# [TASK PROMPT]
Convert every line of the listing below into a numbered list, skipping any blank lines. Leave the pictures out of your answer.

# [DATA SHOWN]

--------------------------------

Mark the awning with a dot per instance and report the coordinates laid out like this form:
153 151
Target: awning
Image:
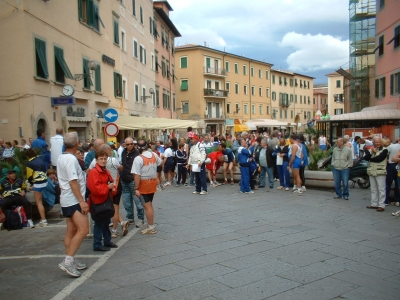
131 122
251 125
241 128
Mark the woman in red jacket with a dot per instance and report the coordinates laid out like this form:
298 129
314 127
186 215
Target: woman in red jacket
99 183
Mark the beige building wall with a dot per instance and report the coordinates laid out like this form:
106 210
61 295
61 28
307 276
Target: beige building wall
292 98
335 94
26 93
222 88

--------------------------------

# [RESPONSE BELOW]
1. Mark the awning with a dot per instance and report the coordinates laid out like this form:
2. 153 151
3. Target: awning
4. Image:
5. 131 122
6. 251 125
7. 241 128
8. Mark the woman in red jacket with a dot per instance and report the coordinates laid out like this form:
9. 298 129
10. 314 127
11. 186 215
12. Target: woman in red jacket
13. 99 183
14. Mark the beige building wall with a dot per instance and report the coordinates laid out like this form:
15. 106 210
16. 61 295
17. 61 28
18. 307 276
19. Target: beige building wall
20. 292 98
21. 335 94
22. 26 93
23. 222 88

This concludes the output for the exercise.